Your task is to copy every entry exactly.

Point localization data
───

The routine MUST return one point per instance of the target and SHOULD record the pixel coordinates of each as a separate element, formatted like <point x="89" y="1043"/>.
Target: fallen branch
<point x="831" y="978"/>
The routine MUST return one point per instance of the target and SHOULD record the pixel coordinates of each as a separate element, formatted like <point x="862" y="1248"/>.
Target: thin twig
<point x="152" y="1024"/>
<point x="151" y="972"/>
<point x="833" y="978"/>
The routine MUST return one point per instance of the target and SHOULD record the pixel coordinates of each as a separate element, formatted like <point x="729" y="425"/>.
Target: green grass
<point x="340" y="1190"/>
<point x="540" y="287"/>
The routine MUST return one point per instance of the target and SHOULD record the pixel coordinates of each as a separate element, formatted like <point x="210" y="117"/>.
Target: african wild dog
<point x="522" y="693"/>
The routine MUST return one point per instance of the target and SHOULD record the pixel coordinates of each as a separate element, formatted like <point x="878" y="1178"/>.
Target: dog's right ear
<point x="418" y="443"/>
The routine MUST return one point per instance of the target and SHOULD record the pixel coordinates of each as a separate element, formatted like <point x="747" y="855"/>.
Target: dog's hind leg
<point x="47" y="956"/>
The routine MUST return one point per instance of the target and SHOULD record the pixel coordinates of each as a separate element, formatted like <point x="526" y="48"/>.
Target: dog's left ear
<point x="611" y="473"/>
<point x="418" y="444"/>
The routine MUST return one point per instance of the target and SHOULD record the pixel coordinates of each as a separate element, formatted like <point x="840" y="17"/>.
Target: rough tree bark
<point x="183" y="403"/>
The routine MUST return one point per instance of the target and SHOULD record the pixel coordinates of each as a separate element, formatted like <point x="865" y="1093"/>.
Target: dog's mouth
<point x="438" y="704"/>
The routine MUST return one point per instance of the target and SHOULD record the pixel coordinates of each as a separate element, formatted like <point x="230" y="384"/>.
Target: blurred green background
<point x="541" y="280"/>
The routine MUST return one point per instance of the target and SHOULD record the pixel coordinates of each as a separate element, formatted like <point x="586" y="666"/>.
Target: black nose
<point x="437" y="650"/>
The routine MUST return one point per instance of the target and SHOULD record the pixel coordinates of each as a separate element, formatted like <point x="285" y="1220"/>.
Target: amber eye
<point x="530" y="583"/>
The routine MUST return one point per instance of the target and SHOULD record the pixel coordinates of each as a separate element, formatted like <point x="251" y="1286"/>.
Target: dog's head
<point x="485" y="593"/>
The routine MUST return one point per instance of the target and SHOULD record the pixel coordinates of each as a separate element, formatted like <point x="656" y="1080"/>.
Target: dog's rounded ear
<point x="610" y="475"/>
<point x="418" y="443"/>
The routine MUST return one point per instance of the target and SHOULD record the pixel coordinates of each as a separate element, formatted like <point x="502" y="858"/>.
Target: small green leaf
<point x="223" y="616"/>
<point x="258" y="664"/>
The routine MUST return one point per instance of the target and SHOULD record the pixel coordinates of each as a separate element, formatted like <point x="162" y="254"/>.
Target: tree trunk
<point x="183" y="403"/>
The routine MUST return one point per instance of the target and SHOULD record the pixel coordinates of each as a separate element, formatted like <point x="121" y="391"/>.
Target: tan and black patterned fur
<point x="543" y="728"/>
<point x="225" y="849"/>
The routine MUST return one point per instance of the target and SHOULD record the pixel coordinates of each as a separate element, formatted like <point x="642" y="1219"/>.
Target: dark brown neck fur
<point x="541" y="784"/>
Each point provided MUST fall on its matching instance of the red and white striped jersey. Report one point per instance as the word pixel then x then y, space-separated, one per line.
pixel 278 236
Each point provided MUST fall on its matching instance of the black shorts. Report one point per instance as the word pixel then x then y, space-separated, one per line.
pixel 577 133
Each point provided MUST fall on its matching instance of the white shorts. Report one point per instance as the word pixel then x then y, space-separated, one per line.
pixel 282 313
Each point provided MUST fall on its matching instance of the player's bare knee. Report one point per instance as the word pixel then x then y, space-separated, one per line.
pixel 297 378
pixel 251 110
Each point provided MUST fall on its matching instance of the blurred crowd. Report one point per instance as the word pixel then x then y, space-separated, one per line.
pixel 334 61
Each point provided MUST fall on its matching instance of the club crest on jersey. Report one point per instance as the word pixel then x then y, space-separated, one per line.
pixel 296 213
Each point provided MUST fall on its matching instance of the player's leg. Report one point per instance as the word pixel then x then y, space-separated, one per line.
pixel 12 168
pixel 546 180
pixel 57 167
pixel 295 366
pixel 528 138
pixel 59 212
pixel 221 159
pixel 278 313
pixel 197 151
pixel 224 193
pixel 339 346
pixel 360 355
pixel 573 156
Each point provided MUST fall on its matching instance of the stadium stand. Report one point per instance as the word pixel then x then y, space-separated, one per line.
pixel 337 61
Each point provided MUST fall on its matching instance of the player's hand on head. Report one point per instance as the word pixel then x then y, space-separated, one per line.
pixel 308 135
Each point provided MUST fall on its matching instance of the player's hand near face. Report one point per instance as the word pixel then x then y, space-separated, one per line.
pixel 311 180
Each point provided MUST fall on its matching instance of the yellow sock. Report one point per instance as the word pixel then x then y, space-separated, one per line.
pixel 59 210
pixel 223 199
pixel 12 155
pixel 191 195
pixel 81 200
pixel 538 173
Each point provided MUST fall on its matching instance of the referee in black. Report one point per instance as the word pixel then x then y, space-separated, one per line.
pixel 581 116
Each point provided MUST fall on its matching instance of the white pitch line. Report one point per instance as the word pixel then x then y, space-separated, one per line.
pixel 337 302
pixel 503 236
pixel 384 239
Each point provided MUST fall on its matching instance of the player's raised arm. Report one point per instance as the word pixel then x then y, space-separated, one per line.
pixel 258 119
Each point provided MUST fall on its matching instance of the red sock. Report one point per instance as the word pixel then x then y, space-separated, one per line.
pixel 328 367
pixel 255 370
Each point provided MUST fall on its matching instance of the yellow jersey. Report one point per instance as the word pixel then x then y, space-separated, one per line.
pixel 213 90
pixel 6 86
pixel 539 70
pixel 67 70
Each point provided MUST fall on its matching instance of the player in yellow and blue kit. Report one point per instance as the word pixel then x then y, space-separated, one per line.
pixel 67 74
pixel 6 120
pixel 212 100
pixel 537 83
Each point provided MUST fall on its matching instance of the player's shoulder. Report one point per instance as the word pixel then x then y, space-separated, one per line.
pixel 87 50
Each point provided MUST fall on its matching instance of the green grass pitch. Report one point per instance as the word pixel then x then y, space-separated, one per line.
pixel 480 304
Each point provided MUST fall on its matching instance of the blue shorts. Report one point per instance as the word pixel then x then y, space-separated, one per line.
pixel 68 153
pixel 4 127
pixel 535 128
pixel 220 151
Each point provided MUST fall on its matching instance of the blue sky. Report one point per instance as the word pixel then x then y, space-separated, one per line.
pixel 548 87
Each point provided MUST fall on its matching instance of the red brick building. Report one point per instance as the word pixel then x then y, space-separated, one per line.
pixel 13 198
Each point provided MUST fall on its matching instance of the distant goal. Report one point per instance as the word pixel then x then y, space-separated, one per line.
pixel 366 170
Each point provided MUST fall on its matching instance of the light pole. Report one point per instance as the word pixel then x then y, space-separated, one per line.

───

• [Written answer]:
The routine MUST return one point per instance of the target and SHOULD record the pixel coordinates of each as a separate element, formatted like <point x="89" y="1043"/>.
Target: fallen branch
<point x="831" y="978"/>
The routine MUST return one point per instance of the target and SHOULD record the pixel coordinates of each as a separate element, formatted like <point x="862" y="1248"/>.
Target: thin twig
<point x="152" y="1024"/>
<point x="151" y="972"/>
<point x="833" y="978"/>
The routine MUST return one point per instance of the target and SHOULD record the pixel coordinates of each as a separate element, formatted like <point x="729" y="425"/>.
Target: green grass
<point x="340" y="1190"/>
<point x="540" y="287"/>
The routine MUST return one point per instance of the target and SHOULD record the pixel coordinates of each as a separate element, formatted like <point x="210" y="117"/>.
Target: african wild dog
<point x="522" y="693"/>
The routine MUST return one point per instance of the target and SHOULD record the pixel coordinates of each as a separate element, formatted like <point x="878" y="1178"/>.
Target: dog's right ear
<point x="418" y="443"/>
The routine MUST return one point per instance of the target and SHOULD record the pixel coordinates of each as a separate element, formatted like <point x="747" y="855"/>.
Target: dog's hind leg
<point x="47" y="956"/>
The routine MUST return one point per instance of the target and SHOULD record the pixel coordinates of each as a separate element, formatted like <point x="526" y="48"/>.
Target: dog's left ear
<point x="611" y="473"/>
<point x="418" y="444"/>
The routine MUST return one point per instance of the target and SHOULD record the pixel coordinates of each as a separate element, formatted like <point x="840" y="17"/>.
Target: rough tree bark
<point x="183" y="403"/>
The routine MUST return one point per instance of the target and SHOULD record the pixel coordinates of each as a separate element, formatted like <point x="865" y="1093"/>.
Target: dog's mouth
<point x="438" y="704"/>
The routine MUST return one point per instance of the target and SHOULD record the pixel coordinates of each as a separate element, formatted like <point x="230" y="384"/>.
Target: blurred green background
<point x="541" y="280"/>
The routine MUST return one point per instance of the target and SHOULD record the pixel coordinates of each as a separate element, formatted like <point x="586" y="666"/>.
Target: black nose
<point x="437" y="650"/>
The routine MUST return one point per instance of the target and SHOULD record the pixel coordinates of each as a separate element, formatted like <point x="285" y="1220"/>.
Target: amber eye
<point x="530" y="583"/>
The routine MUST return one point per instance of the target and SHOULD record the pixel coordinates of each as a separate element, formatted like <point x="251" y="1286"/>.
Target: dog's head
<point x="485" y="593"/>
The routine MUST return one point per instance of the target and SHOULD record the pixel coordinates of each as a separate element, formatted like <point x="656" y="1080"/>.
Target: dog's rounded ear
<point x="610" y="475"/>
<point x="418" y="443"/>
The routine MUST return one point per instance of the target and SHOULD record the pixel coordinates of each as a separate element, formatted like <point x="502" y="858"/>.
Target: small green leaf
<point x="223" y="616"/>
<point x="258" y="664"/>
The routine MUST return one point per instance of the target and SHOULD record the pixel coordinates of each as a separate element, formatted like <point x="162" y="254"/>.
Target: tree trunk
<point x="183" y="403"/>
The routine MUST return one point per instance of the target and SHOULD record the pixel coordinates of each as a separate element, formatted like <point x="121" y="391"/>.
Target: tan and black patterned fur
<point x="543" y="728"/>
<point x="225" y="849"/>
The routine MUST return one point per instance of the target and SHOULD record the pixel coordinates of each as a separate element, formatted like <point x="642" y="1219"/>.
Target: dark brown neck fur
<point x="541" y="784"/>
Each point provided MUST fall on its matching instance of the red and white striped jersey. Report one point per instance as the word pixel then x then y, space-separated, one per line.
pixel 278 236
Each point provided MUST fall on its matching instance of the black shorts. Report one point per instance as the word pixel then x then y, space-separated, one per line.
pixel 577 133
Each point provided MUST fall on its matching instance of the white shorts. Report one point per instance as the word pixel then x then y, space-separated, one per line.
pixel 282 313
Each point provided MUST fall on its matching instance of the player's bare knee. Report one point per instance as the word pixel then x then y, space-separated, one per line.
pixel 297 378
pixel 251 110
Each point provided MUST fall on its matching instance of the blurred crowd. Report one point per instance as the word pixel then x then y, space-separated, one per line.
pixel 334 61
Each point provided MUST fall on its matching instance of the club crest on jersey. Report one point per instance as the word pixel then x then y, space-separated, one per line.
pixel 296 213
Each point provided MUST fall on its matching instance of the player's leg. Report one point per instance as the word pixel then x then y, space-separated, one per line.
pixel 12 168
pixel 546 180
pixel 57 167
pixel 295 366
pixel 528 138
pixel 59 212
pixel 221 159
pixel 278 313
pixel 197 151
pixel 224 193
pixel 339 346
pixel 360 355
pixel 573 156
Each point provided MUST fall on its matching instance of the stadium stand. Report one point per instance as the word pixel then x then y, space-separated, one per line.
pixel 337 61
Each point provided MUST fall on its matching instance of the player's hand on head. Report one point per instance as the word pixel then x then y, space-separated, one per line.
pixel 308 135
Each point provided MUST fall on its matching instance of the player's hand near face. Report one point per instance as the word pixel then x then y, space-separated, one per line.
pixel 311 180
Each point provided MUST fall on its matching instance of the yellow sock. Report one point per instance as the word pixel then x then y, space-separated, one per line.
pixel 59 210
pixel 223 199
pixel 12 155
pixel 191 195
pixel 81 200
pixel 538 173
Each point provided MUST fall on its matching instance of the referee in black. Report one point per instance as the word pixel then x then y, space-separated, one per line.
pixel 581 116
Each point provided MUST fall on its matching instance of the white pitch line. Report one point per instance as the word pixel then x then y, space-separated, one per line.
pixel 337 302
pixel 503 236
pixel 384 239
Each point provided MUST fall on its matching instance of the player's raised arm. Report one point per instance as the word pixel then x then y, space-separated, one per line.
pixel 258 119
Each point provided MUST fall on its matching instance of the red sock. Report one point per instance as the word pixel then x then y, space-separated, one per line.
pixel 328 367
pixel 255 370
Each point provided MUST fall on its matching instance of the yellow jersey. Report one point per instance as the word pixel then x then y, space-separated, one per line.
pixel 213 90
pixel 6 86
pixel 539 70
pixel 67 70
Each point provided MUST fall on its matching instance of the player in yellow and blue kit. Report one point per instance as the word pixel then x then y, space-separated, one per line.
pixel 67 74
pixel 6 120
pixel 212 100
pixel 537 83
Each point provided MUST fall on its matching instance of the player's shoulder. Report one point per instance as the word pixel then x then y, space-separated, one per line.
pixel 87 50
Each point provided MUST fall on its matching instance of the green grass pitch. Report one point per instance as the word pixel then x then y, space-separated, one per line.
pixel 480 304
Each point provided MUST fall on its matching instance of the blue shorts. Report one point per instance as the word pixel then x then y, space-separated, one per line.
pixel 68 153
pixel 4 127
pixel 535 128
pixel 220 151
Each point provided MUST fall on its matching instance of the blue sky. Report one point per instance as the word pixel then x then y, space-separated, one per line.
pixel 548 87
Each point provided MUST fall on its matching instance of the red brick building. Report one point per instance as the word pixel then x then y, space-separated, one per line.
pixel 13 198
Each point provided MUST fall on its matching instance of the distant goal. Report one point per instance as the word pixel then x then y, space-separated, one per line.
pixel 366 170
Each point provided MUST fall on its matching instance of the light pole. Report one point per instance as the word pixel then x then y, space-separated, one per line.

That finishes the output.